Gather every line below that contains the word "sandal" and copy each one out in full.

★ ★ ★ ★ ★ ★ ★

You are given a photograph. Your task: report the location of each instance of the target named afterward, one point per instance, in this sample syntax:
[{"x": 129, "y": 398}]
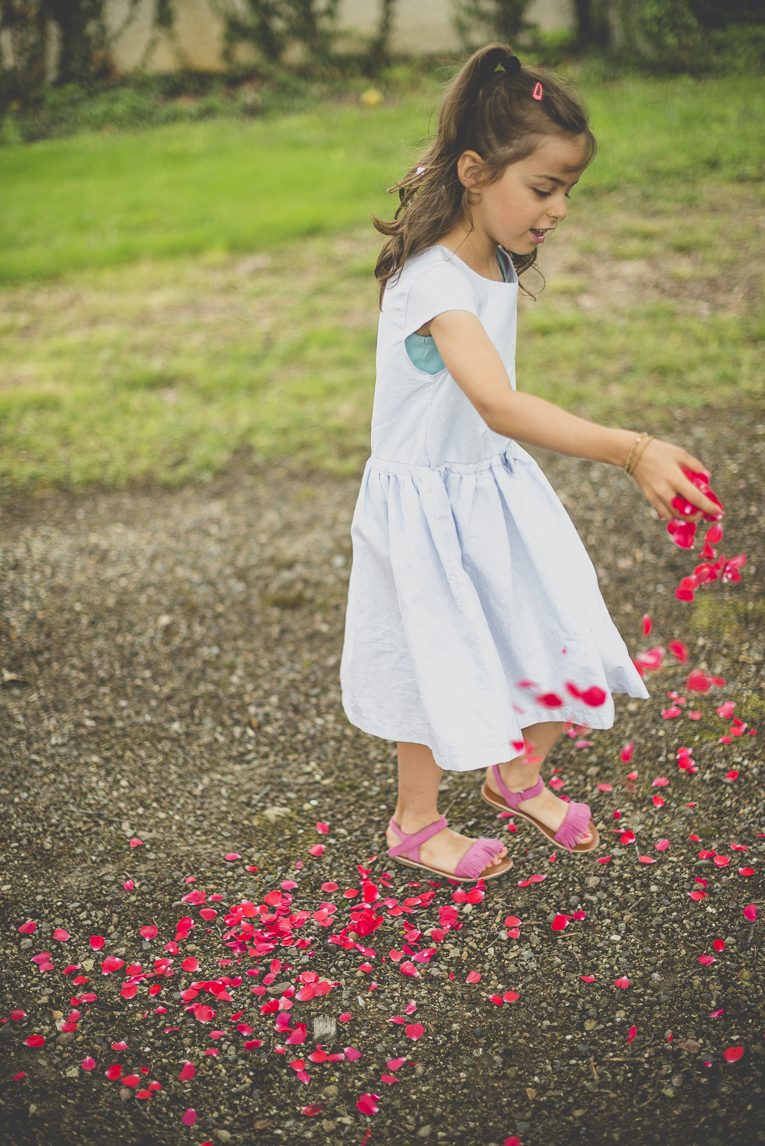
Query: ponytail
[{"x": 494, "y": 108}]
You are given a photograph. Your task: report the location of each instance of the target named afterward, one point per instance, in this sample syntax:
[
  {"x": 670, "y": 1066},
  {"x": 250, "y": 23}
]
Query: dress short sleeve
[{"x": 438, "y": 289}]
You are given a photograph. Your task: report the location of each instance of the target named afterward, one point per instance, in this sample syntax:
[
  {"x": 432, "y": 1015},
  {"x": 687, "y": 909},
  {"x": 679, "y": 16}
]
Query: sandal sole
[
  {"x": 457, "y": 879},
  {"x": 496, "y": 801}
]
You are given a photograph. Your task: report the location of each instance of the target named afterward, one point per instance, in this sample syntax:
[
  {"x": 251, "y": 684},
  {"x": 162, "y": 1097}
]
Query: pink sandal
[
  {"x": 473, "y": 864},
  {"x": 577, "y": 815}
]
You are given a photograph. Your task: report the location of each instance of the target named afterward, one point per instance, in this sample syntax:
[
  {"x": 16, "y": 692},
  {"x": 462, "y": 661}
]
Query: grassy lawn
[{"x": 175, "y": 296}]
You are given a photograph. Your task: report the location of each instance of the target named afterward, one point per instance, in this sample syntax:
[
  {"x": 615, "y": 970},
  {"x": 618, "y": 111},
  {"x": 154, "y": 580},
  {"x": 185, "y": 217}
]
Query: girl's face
[{"x": 521, "y": 207}]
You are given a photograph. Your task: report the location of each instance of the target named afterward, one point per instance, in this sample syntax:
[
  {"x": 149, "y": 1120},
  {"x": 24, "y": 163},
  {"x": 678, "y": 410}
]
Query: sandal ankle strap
[{"x": 512, "y": 799}]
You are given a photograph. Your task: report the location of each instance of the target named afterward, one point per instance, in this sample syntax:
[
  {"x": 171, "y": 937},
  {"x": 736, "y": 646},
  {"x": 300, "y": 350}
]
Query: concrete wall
[{"x": 419, "y": 25}]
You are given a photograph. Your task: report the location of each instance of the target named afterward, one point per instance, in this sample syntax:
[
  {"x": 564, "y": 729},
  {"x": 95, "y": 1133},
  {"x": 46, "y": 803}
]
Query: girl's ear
[{"x": 470, "y": 170}]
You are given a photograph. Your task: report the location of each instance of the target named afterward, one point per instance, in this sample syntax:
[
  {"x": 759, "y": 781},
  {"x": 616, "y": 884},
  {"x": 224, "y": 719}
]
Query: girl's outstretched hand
[{"x": 659, "y": 476}]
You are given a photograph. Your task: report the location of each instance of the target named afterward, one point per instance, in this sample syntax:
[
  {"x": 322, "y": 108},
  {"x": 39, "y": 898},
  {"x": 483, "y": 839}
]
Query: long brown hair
[{"x": 494, "y": 114}]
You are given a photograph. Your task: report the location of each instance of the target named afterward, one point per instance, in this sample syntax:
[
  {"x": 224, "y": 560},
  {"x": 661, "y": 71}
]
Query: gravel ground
[{"x": 170, "y": 698}]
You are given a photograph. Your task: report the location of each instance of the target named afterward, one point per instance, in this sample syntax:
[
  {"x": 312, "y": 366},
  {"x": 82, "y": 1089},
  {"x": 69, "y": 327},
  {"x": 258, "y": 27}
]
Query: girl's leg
[
  {"x": 418, "y": 807},
  {"x": 520, "y": 774}
]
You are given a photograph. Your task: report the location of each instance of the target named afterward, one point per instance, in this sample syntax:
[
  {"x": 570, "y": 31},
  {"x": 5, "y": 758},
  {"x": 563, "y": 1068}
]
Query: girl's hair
[{"x": 494, "y": 114}]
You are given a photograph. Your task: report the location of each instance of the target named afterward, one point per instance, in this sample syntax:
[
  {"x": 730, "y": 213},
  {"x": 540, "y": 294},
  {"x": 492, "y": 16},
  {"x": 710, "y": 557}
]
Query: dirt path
[{"x": 170, "y": 665}]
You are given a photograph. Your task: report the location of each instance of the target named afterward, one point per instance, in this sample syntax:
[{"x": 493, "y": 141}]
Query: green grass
[{"x": 142, "y": 337}]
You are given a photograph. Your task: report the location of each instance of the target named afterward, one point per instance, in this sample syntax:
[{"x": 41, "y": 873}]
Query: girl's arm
[{"x": 475, "y": 366}]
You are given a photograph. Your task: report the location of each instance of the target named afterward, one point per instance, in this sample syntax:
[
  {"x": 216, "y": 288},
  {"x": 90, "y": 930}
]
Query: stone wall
[{"x": 419, "y": 25}]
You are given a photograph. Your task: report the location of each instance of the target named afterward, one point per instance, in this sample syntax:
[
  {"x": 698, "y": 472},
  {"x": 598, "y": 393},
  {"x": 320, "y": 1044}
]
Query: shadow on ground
[{"x": 171, "y": 676}]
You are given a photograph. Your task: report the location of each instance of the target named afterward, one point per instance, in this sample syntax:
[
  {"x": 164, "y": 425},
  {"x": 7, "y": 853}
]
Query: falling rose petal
[
  {"x": 679, "y": 651},
  {"x": 368, "y": 1104}
]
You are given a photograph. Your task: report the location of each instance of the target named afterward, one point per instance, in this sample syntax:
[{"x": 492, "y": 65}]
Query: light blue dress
[{"x": 468, "y": 577}]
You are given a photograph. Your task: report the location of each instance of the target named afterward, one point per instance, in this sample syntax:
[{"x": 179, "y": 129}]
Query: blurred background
[{"x": 186, "y": 251}]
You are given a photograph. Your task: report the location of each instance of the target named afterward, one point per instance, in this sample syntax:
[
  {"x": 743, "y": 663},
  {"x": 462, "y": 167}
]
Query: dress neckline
[{"x": 496, "y": 282}]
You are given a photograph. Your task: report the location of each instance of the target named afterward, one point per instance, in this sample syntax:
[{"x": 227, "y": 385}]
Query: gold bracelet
[
  {"x": 641, "y": 449},
  {"x": 629, "y": 456}
]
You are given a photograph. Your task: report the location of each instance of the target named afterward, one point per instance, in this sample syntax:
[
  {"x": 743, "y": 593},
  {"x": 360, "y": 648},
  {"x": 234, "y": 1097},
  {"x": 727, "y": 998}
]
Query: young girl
[{"x": 471, "y": 597}]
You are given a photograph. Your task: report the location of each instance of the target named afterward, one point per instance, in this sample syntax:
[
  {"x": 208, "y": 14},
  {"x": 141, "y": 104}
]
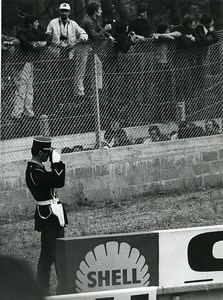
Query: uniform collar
[{"x": 60, "y": 21}]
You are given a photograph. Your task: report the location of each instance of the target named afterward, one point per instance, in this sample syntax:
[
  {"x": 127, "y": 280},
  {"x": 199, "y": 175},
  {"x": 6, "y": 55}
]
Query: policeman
[{"x": 50, "y": 216}]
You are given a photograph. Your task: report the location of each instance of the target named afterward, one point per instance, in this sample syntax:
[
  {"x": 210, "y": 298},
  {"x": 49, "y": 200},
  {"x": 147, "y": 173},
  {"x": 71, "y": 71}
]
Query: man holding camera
[{"x": 50, "y": 216}]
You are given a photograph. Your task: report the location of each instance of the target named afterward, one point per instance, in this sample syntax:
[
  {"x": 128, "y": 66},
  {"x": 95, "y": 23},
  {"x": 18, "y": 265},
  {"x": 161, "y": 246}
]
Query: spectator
[
  {"x": 189, "y": 37},
  {"x": 17, "y": 281},
  {"x": 124, "y": 41},
  {"x": 206, "y": 31},
  {"x": 155, "y": 135},
  {"x": 64, "y": 34},
  {"x": 115, "y": 136},
  {"x": 163, "y": 32},
  {"x": 141, "y": 26},
  {"x": 211, "y": 128},
  {"x": 8, "y": 43},
  {"x": 92, "y": 23},
  {"x": 31, "y": 41}
]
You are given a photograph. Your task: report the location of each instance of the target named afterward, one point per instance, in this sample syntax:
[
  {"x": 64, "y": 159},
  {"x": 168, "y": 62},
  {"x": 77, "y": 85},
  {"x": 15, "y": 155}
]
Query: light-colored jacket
[{"x": 72, "y": 31}]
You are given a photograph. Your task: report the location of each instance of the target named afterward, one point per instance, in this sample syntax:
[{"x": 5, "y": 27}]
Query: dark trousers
[{"x": 47, "y": 256}]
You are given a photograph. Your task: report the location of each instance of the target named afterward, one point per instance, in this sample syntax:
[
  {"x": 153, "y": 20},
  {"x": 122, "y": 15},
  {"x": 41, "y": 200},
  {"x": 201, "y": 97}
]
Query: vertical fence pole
[
  {"x": 44, "y": 126},
  {"x": 96, "y": 104}
]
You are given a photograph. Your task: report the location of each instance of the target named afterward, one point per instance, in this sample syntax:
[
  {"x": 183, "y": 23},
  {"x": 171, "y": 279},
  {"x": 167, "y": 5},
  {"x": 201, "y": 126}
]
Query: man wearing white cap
[
  {"x": 64, "y": 34},
  {"x": 50, "y": 216}
]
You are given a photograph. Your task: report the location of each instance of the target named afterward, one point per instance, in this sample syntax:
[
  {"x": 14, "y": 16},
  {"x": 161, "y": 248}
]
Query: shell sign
[
  {"x": 167, "y": 258},
  {"x": 109, "y": 265},
  {"x": 90, "y": 264}
]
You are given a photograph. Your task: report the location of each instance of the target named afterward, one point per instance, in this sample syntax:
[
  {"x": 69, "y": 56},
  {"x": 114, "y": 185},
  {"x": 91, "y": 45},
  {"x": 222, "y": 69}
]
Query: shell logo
[{"x": 112, "y": 265}]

★ ★ ★ ★ ★ ★ ★

◆ RESPONSE FOR THIS EXERCISE ◆
Query: sandal sole
Query: pink sandal
Query: sandal ankle strap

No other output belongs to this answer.